### Excerpts from a location annotation dataset:
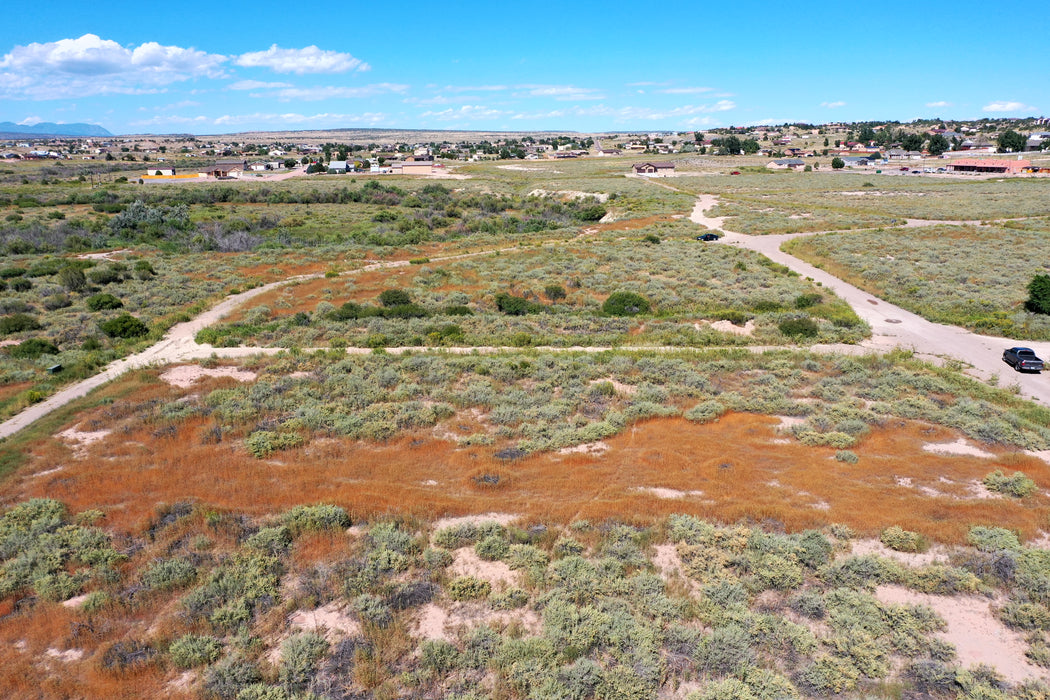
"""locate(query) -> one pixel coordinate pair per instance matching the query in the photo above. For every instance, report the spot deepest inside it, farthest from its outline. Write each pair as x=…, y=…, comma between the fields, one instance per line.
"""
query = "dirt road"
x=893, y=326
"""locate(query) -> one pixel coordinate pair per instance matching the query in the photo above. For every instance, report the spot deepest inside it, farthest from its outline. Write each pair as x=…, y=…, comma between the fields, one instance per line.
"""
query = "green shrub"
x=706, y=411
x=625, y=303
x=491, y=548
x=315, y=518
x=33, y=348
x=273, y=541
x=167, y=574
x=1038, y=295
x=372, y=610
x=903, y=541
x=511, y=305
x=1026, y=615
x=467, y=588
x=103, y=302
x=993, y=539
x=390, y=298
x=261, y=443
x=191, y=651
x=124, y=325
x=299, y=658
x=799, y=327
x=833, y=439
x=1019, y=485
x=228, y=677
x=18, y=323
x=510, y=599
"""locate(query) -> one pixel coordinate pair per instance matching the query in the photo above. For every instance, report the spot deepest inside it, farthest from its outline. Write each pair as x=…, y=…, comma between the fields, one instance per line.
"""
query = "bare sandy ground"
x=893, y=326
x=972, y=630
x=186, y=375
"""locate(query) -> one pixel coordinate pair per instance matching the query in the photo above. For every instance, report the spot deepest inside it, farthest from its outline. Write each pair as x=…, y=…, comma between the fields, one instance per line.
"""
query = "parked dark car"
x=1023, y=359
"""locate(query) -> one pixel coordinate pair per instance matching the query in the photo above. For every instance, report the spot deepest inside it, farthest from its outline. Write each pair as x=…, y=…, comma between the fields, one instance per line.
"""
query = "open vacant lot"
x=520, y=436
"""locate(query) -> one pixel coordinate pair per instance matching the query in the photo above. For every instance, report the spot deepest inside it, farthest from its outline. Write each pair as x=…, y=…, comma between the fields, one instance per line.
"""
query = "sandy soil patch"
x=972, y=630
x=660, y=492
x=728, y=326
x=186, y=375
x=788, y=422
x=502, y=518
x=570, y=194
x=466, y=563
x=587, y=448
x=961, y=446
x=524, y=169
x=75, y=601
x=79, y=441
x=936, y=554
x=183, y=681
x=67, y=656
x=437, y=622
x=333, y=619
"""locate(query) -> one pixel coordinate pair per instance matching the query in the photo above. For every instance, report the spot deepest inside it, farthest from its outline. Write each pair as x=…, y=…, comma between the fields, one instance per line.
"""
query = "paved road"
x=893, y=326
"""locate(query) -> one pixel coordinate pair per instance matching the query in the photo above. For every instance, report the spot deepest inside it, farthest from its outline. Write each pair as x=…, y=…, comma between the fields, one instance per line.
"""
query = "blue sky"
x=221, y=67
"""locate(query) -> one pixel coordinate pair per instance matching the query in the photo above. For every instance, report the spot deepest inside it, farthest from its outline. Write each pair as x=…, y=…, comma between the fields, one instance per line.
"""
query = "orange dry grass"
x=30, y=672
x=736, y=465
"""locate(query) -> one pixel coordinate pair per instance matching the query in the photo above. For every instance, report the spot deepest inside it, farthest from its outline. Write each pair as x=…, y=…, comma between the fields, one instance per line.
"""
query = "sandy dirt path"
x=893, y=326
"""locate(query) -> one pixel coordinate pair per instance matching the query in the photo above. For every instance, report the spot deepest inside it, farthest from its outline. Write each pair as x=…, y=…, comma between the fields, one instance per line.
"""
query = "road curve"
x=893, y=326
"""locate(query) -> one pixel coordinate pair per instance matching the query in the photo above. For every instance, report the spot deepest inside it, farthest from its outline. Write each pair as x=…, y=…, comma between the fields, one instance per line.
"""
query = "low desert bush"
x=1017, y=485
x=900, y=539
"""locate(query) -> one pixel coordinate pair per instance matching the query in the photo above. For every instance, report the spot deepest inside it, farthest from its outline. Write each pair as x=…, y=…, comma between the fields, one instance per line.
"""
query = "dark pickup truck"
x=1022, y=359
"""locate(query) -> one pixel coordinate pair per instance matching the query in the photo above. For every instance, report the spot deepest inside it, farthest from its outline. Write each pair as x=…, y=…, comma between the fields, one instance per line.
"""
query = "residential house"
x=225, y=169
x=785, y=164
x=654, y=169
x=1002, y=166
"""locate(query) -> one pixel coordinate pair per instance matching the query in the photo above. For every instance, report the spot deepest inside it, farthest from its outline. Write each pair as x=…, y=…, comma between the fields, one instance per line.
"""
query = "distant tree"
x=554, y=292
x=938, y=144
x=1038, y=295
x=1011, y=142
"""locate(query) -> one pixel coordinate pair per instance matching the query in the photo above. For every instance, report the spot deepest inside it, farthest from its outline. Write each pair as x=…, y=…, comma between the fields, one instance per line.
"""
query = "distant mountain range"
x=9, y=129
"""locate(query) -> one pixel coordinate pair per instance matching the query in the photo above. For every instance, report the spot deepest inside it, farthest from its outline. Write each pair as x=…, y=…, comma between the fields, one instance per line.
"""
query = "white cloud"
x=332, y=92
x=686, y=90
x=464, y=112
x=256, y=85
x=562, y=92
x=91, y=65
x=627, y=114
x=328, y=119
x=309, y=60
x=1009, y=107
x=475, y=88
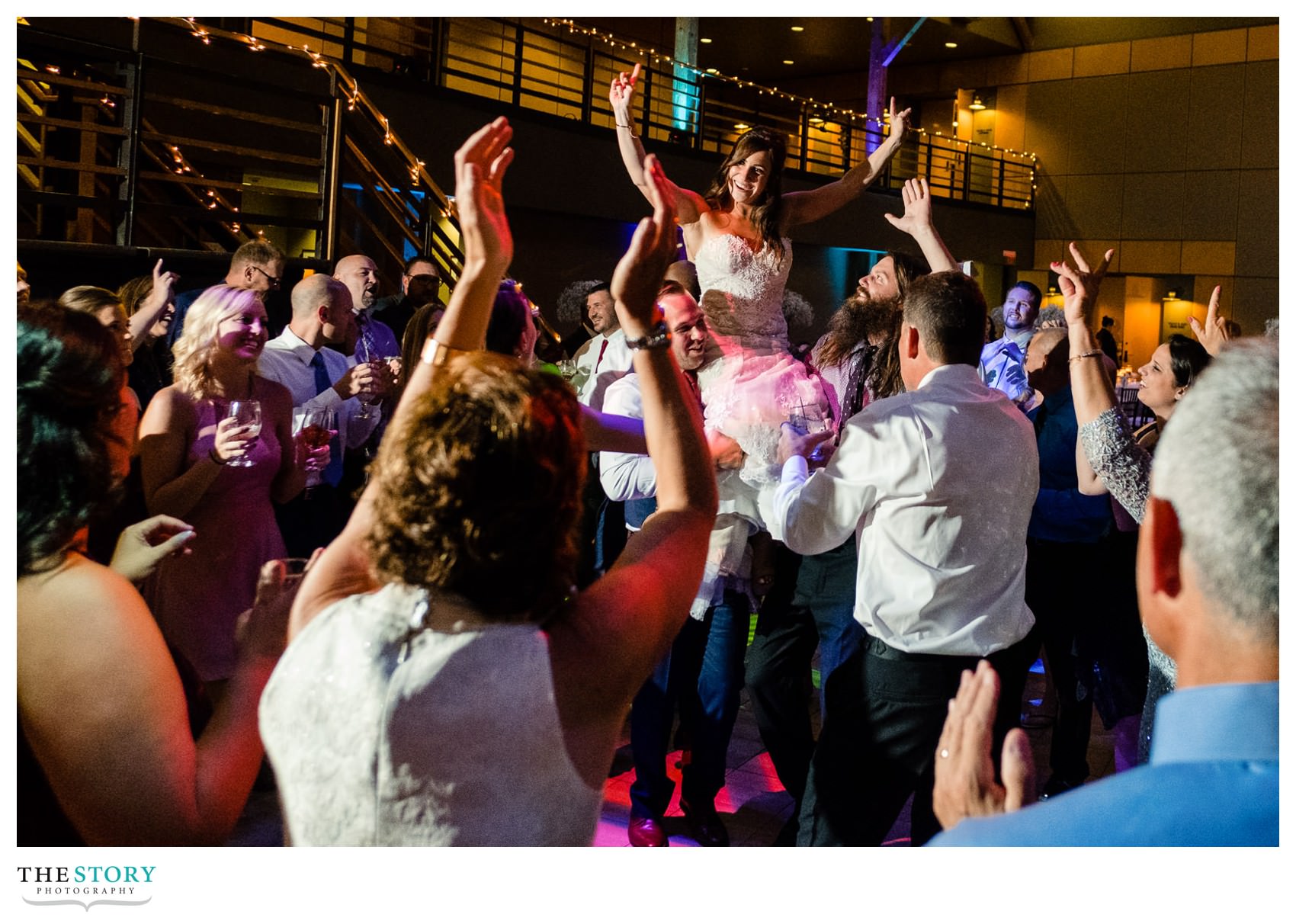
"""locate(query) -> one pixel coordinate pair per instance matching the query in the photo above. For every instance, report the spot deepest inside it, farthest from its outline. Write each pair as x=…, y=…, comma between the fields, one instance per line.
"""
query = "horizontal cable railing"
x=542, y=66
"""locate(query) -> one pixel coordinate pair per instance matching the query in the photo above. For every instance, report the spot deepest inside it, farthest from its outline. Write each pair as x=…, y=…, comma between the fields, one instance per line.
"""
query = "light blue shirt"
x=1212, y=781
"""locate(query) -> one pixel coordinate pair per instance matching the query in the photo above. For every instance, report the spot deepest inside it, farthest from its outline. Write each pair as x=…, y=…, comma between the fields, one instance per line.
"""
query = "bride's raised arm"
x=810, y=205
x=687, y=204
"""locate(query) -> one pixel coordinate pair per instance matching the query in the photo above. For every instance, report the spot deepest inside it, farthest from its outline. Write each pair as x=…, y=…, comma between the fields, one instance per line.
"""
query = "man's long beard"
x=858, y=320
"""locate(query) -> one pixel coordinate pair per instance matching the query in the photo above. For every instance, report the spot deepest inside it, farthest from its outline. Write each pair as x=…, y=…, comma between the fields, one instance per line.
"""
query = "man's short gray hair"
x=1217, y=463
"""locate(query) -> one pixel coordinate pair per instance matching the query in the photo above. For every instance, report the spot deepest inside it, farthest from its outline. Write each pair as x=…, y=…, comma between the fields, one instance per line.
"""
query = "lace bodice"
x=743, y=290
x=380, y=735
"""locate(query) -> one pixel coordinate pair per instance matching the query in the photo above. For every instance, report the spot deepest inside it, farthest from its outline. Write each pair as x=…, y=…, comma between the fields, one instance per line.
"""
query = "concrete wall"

### Problem statement:
Reproduce every one of the records above word for word. Omit the pictures from your copy.

### Final answer:
"""locate(query) -> one pixel coordinate pair per instance matching the query in the photo above. For every instance, report the spot deepest inside it, farthest from its outline. Write each pair as x=…, y=…, comma between the fields, one instance per line.
"""
query = "dirt road"
x=893, y=326
"""locate(query) -> one pixel coordinate pair per instance matching the query in the photo above. For every instance, report the spot deepest inside it, farthest from its outline. Write each pair as x=…, y=…, comma between the fields, one instance per line.
"""
query = "green shrub"
x=706, y=411
x=625, y=303
x=491, y=548
x=315, y=518
x=33, y=348
x=273, y=541
x=167, y=574
x=1038, y=295
x=372, y=610
x=903, y=541
x=511, y=305
x=1026, y=615
x=467, y=588
x=103, y=302
x=993, y=539
x=390, y=298
x=261, y=443
x=191, y=651
x=124, y=325
x=299, y=658
x=799, y=327
x=833, y=439
x=1019, y=485
x=228, y=677
x=18, y=323
x=510, y=599
"""locate(query) -> one pixel coordinate pair per instance matching the query in the photo above. For every instance, report the spot deepest inside it, farthest from its outline. Write each pair as x=…, y=…, comma between the fields, one instance per line.
"""
query = "bare sandy ground"
x=893, y=326
x=972, y=630
x=186, y=375
"""locate(query) -> one pixel coordinate pair per instance matching the query in the photo above. For every instance, report the spot deepest inside it, farthest from its outline. Write each pair as x=…, y=…, comma between the fields, one instance per line.
"""
query = "parked dark car"
x=1023, y=359
"""locate(query) -> one pixel coordinate pair per instance matching the query in the photo above. For every instance, report the spot deepest inside it, farthest from its outline. Write each pair as x=…, y=…, comma between the fields, one instance per line.
"""
query = "open vacant lot"
x=520, y=436
"""locate(query) -> one pixel coordinate pair per instance matching the query in the photo above. For every instance, report the spot deepest inside it, farthest from its outline. Write each pair as x=…, y=…, comma between the fields, one instance per line.
"""
query = "sandy soil patch"
x=972, y=630
x=660, y=492
x=728, y=326
x=186, y=375
x=788, y=422
x=502, y=518
x=570, y=194
x=466, y=563
x=587, y=448
x=961, y=446
x=524, y=169
x=75, y=601
x=79, y=441
x=936, y=554
x=183, y=681
x=67, y=656
x=437, y=622
x=333, y=619
"""locate(query) -> one pixel coordinate pair per instance matching the query in the photo above. For every instance, report the spot deepest inside it, farthest from its outline. Write each pair as x=…, y=…, comma between the fields, one instance per line.
"""
query = "paved road"
x=893, y=326
"""locate(query) -> one pixel coordinate pair per instance matching the query in the photo above. For every instance, report the spot deepest inside it, farthest from its outline. Write each pair as x=…, y=…, comma between the fields, one instance per line.
"""
query = "blue sky"
x=221, y=67
"""locate(query) -> one pixel coordinate pair per instance matching the query in the photo above. For every instance, report the spot deepest inside it, farthest from its outline. Write each pair as x=…, y=…, comma between the fields, one instance per line.
"""
query = "orange dry grass"
x=30, y=672
x=736, y=465
"""locate(query) -> one pixel coordinate pair per instance matching the query in the photo above. For every instance, report the spot deepest inside it, farthest from its outline. Write each pair as x=…, y=…, comma between the fields, one instance per line.
"""
query = "sandy dirt path"
x=893, y=326
"""locate(query) -> one pixel coordinate pair per instance matching the query in the photo above. For every instance, report the spot deepest inside it, farthest from its outline. Write each pair as x=…, y=…, comma between the fields, one instance per line.
"""
query = "road curve"
x=893, y=326
"""locate(query) -> one pixel coordinate pair per instance matching the query in the photo above. For every instance, report the spot deepest inside it, farthest from its outline. Write each pair as x=…, y=…, comma between the fields, one instance per line.
"""
query = "low desert bush"
x=1017, y=485
x=900, y=539
"""locate(query) -> one pixel coordinate pair per instance matching the query in the photo above. For every instance, report the spot deepest inside it, farthest from its outline. Write each pair as x=…, y=…, comma between the fields, one instance per line.
"""
query = "dark pickup truck"
x=1022, y=359
"""locate(query) -> one pixel coordinate pair per instance matching the query in the photo above. For every instance, report the spot deepest inside it, farthest from its outline. Write each pair as x=…, y=…, comma between the fields, one instance per line.
"""
query = "residential house"
x=225, y=169
x=785, y=164
x=654, y=169
x=1002, y=166
"""locate(query) -> one pixel coordinate pair per instance matching the query in the photo above. For every instance, report the spot deepest inside it, farthest from its outline. Write each pair as x=…, y=…, comma between the fields, one instance per line.
"""
query = "distant tree"
x=554, y=292
x=938, y=144
x=1038, y=295
x=1011, y=142
"""locate(query) -> one pixel coordinate pair per instance matching the query in the photo above. For every instance, report the spot deepest inside it, farthest from its outline. Write each pair as x=…, y=…, comma between the fields, one instance per line.
"""
query = "distant mountain range"
x=9, y=129
"""locate(query) -> one pixel coordinate pair per instance matching the query in the photo above. For every instance, report the spot deepest inside it, farthest from its outline. Write each pair as x=…, y=…, comma between the fields, one instance per line.
"""
query = "white cloud"
x=332, y=92
x=686, y=90
x=464, y=112
x=256, y=85
x=562, y=92
x=91, y=65
x=627, y=114
x=328, y=119
x=309, y=60
x=1009, y=107
x=475, y=88
"""locate(query) -> one pixel coordinate pair per instance matching the query in the photo above. For every instance, report the spot deepest inside it, farthest from its outline. Write each pair as x=…, y=…, comma between the fields, one instance per line.
"""
query = "horizontal cable railing"
x=542, y=66
"""locate(query) -> one pixel coordinate pair per instance matching the query in the photo above. For every instance, report the spot deepest inside it, farthest from its outline. Write each pair as x=…, y=…, comma between the fields, one instance per line.
"""
query = "light blue shirt"
x=1212, y=781
"""locate(query) -> one pixel coordinate pair per instance matching the query in the photo above. For every instance, report the spot deepest inside it, farthest from its outline. Write each pair as x=…, y=…, comma between the fields, one instance per line.
"""
query = "bride's raised arm"
x=810, y=205
x=687, y=204
"""locate(query) -> one pixel coordinate pair per instance matching the query in the photo above. For every instance, report the spot deepest inside it, farthest from its outline. Write each pair as x=…, y=…, comma between the fields, one instance per line.
"""
query = "man's long beard"
x=858, y=320
"""locate(query) -> one pixel coordinate pair per instance matching the query in the photo above. For every instance, report the spot deepest inside it, farthest from its outline. Write each pair as x=…, y=…, comma between the fields, one instance per line.
"""
query = "man's short gray hair"
x=1217, y=463
"""locate(query) -> one pixel coordinate pair per instance matching the query in the photo above. For every instance, report the spot deepest inside it, farthest from its outline. Write each pair as x=…, y=…, comma between the fields, one instance per line.
"""
query = "lace bodice"
x=743, y=290
x=380, y=735
"""locate(query) -> one pixel coordinate pair per instance matching the query in the photo above. For every instance, report the spot deepest inside it, farthest from its outline. Write each pair as x=…, y=…, comma between the fields, one instance per line.
"""
query = "concrete wall"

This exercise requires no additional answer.